• **Requirement**:
Render every line of the listing below as a JSON list of strings, one string per line, with blank lines dropped. Omit the picture placeholders from the list.

==== Data to use

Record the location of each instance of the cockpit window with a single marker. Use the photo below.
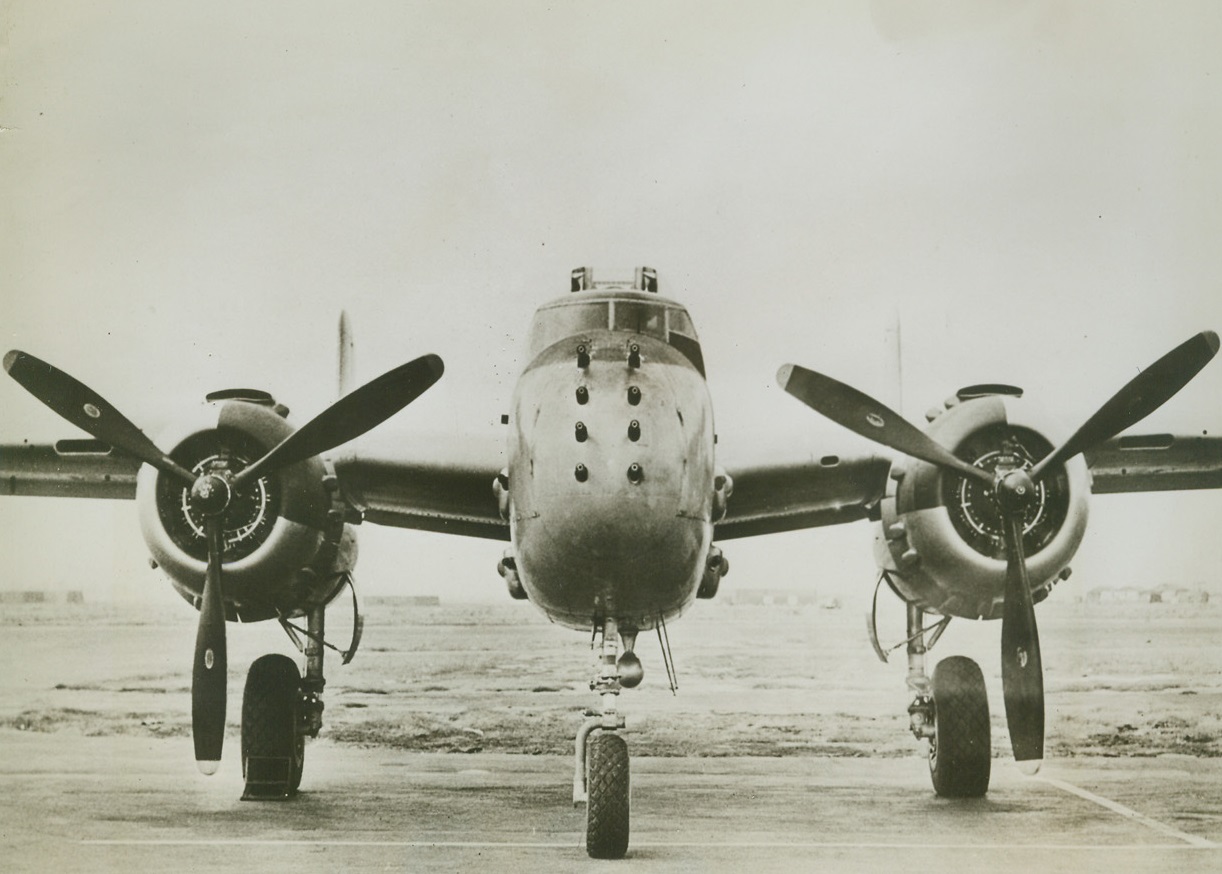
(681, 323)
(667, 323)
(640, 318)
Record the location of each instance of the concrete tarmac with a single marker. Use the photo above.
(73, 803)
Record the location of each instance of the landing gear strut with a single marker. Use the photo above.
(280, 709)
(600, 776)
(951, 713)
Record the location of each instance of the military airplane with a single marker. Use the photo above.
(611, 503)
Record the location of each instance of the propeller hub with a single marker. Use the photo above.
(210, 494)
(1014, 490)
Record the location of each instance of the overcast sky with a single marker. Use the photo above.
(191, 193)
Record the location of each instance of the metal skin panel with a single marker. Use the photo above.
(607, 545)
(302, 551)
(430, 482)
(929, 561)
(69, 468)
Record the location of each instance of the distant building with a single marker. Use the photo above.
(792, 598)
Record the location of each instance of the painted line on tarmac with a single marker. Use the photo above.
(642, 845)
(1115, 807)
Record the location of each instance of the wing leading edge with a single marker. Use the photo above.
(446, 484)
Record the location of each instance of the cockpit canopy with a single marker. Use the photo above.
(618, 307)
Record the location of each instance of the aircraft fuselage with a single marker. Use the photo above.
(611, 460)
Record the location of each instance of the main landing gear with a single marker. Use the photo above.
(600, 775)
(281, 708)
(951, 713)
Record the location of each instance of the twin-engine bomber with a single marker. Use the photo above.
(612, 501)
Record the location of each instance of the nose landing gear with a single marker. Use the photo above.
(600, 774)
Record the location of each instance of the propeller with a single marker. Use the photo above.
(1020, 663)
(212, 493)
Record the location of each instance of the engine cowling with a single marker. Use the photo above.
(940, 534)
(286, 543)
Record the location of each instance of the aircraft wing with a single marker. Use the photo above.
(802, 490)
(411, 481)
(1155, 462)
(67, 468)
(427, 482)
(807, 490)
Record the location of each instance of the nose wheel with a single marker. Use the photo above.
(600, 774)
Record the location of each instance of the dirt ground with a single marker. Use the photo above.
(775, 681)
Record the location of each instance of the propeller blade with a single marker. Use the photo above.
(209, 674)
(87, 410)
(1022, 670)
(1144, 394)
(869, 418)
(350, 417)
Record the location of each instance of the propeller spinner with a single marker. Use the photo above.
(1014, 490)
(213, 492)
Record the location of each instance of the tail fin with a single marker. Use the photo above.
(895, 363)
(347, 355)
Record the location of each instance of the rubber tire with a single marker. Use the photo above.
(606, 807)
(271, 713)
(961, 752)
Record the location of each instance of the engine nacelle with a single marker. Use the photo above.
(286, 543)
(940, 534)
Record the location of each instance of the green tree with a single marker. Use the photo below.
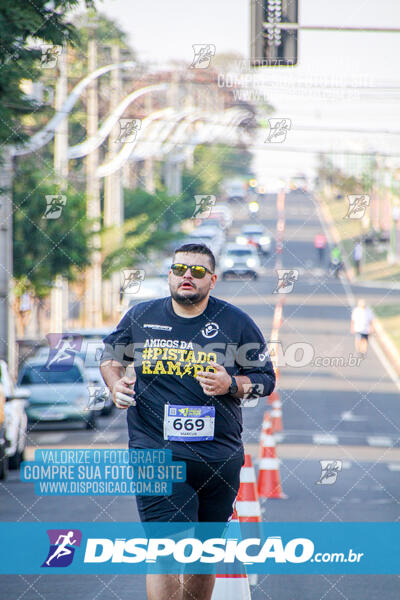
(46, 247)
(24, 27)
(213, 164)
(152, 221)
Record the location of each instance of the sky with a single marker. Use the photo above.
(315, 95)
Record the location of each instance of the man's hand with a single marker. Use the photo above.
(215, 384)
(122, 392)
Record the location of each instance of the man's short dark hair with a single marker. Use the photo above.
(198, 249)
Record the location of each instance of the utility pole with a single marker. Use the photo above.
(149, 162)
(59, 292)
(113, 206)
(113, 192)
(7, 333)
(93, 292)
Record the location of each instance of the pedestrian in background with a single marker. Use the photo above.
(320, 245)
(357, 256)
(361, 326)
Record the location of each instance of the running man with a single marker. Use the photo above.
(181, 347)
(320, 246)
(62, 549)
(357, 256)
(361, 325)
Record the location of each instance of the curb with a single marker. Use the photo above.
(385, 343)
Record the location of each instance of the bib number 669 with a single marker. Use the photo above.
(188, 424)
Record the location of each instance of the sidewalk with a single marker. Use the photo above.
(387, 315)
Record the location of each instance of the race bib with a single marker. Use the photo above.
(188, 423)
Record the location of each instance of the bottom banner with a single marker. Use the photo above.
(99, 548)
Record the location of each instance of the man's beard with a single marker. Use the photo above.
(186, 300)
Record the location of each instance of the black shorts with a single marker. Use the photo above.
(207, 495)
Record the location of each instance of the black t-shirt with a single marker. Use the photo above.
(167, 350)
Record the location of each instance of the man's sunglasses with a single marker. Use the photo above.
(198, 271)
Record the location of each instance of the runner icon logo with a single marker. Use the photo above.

========

• **Right answer**:
[
  "Record the location of each instance of the cockpit window with a single marker. Use the photo below.",
  "(681, 323)",
  "(667, 323)",
  "(640, 318)",
  "Record the location of each instance of the concrete tarmac with a single marker. Use the photo above.",
  "(73, 803)",
  "Record the location of each instance of the landing gear strut with a single marker. Use the photo above.",
  "(280, 709)",
  "(600, 776)",
  "(951, 713)",
  "Record the location of each instance of the military airplane with a single marker. Use the photo above.",
  "(611, 503)",
  "Record the location of each instance of the propeller hub with a single marker. Use the photo above.",
  "(210, 494)",
  "(1014, 490)",
  "Record the location of each instance of the overcast sky with a single marker. Use the photo above.",
  "(191, 193)",
  "Record the location of each instance of the metal skin panel with a single marker. Use the photo above.",
  "(607, 545)",
  "(302, 551)",
  "(430, 482)",
  "(929, 561)",
  "(69, 468)",
  "Record the location of each instance of the distant building with a single marker. Use the photo above.",
  "(792, 598)",
  "Record the location of each instance of the painted line on tarmac with a single marker. Use the photo above.",
  "(642, 845)",
  "(1115, 807)",
  "Record the location of each instance of the wing leading edge with a single marker. Use the photo above.",
  "(446, 484)",
  "Record the location of each instance of the cockpit canopy with a single marker. Use the photo above.",
  "(618, 307)",
  "Record the location of each instance of the aircraft fuselage with a single marker. Use the photo above.",
  "(611, 460)",
  "Record the location of each instance of the main landing gear with a single marker. Use the photo above.",
  "(600, 775)",
  "(281, 708)",
  "(951, 713)",
  "Record the location of each instance of the twin-engine bomber with a single marker. Use the photo above.",
  "(612, 501)",
  "Record the location of each instance of the nose landing gear with a single marker. Use the photo above.",
  "(600, 774)",
  "Record the location of each instance of the propeller with a single marker. Use the photo above.",
  "(1020, 663)",
  "(212, 493)",
  "Record the location of each instance of the engine cowling with a single marker. Use the photo above.",
  "(940, 534)",
  "(286, 543)",
  "Record the location of each instance of the aircraft wing with a single marker. Use the photo above.",
  "(802, 490)",
  "(411, 481)",
  "(1155, 462)",
  "(67, 468)",
  "(427, 482)",
  "(807, 490)",
  "Record the location of each instance of the nose wheel with a single marker. Use the photo above.",
  "(600, 774)",
  "Record the location of each instance of the dirt ground with a single marker. Use the photo above.",
  "(775, 681)",
  "Record the location of each instance of the propeller blade with a single marker. Use the photo above.",
  "(209, 674)",
  "(87, 410)",
  "(1022, 670)",
  "(1144, 394)",
  "(869, 418)",
  "(350, 417)",
  "Record the location of each instance of the propeller spinner with a single marker. Use the photo above.",
  "(1014, 490)",
  "(213, 492)",
  "Record the location of each instance of the tail fin with a single marker. Use the photo above.",
  "(895, 363)",
  "(347, 355)",
  "Record the location of each instance of the rubber tire with a single marker. Use the photo above.",
  "(606, 807)",
  "(271, 713)",
  "(961, 752)",
  "Record the location of each instance of the engine nacelle with a single marker. Use the photo above.",
  "(286, 543)",
  "(940, 534)",
  "Record the location of each instance of the green tree with a single marker. Use the photo below.",
  "(46, 247)",
  "(24, 27)",
  "(213, 164)",
  "(152, 221)",
  "Record the location of each instance of the sky with a single marker. Use the photo above.",
  "(315, 95)",
  "Record the location of each instance of the man's hand with a single marker. Use the photo above.",
  "(215, 384)",
  "(122, 392)",
  "Record the location of each instance of the man's short dark hair with a single marker. Use the photo above.",
  "(198, 249)",
  "Record the location of each instance of the utility pole with a single marker. Use the photo above.",
  "(149, 162)",
  "(59, 292)",
  "(113, 206)",
  "(113, 192)",
  "(7, 333)",
  "(93, 292)",
  "Record the location of each instance of the pedestrian in background with a single marker. Use the photo above.",
  "(320, 245)",
  "(357, 256)",
  "(361, 326)",
  "Record the location of each instance of the running man with a single marker. Use the photo above.",
  "(181, 347)",
  "(320, 246)",
  "(62, 549)",
  "(357, 256)",
  "(361, 325)",
  "Record the location of each instance of the curb with a single marker. Use the photo above.",
  "(385, 343)",
  "Record the location of each instance of the bib number 669 with a single marker. Use the photo above.",
  "(188, 424)",
  "Record the location of each instance of the sidewalk with a single marker. Use the photo above.",
  "(387, 315)",
  "Record the location of each instance of the race bib with a single marker. Use the photo above.",
  "(188, 423)",
  "Record the location of each instance of the bottom banner with a single marker. Use the photo above.",
  "(99, 548)",
  "Record the location of each instance of the man's beard with a single marker. Use the photo above.",
  "(186, 300)",
  "Record the location of each instance of the black shorts with a single marker. Use the photo above.",
  "(207, 495)",
  "Record the location of each instance of the black t-shirt with a single marker. Use the photo above.",
  "(167, 350)",
  "Record the location of each instance of the man's sunglasses with a single marker. Use the photo above.",
  "(198, 271)",
  "Record the location of each instance of the runner icon logo with a single marker. Use the photo above."
]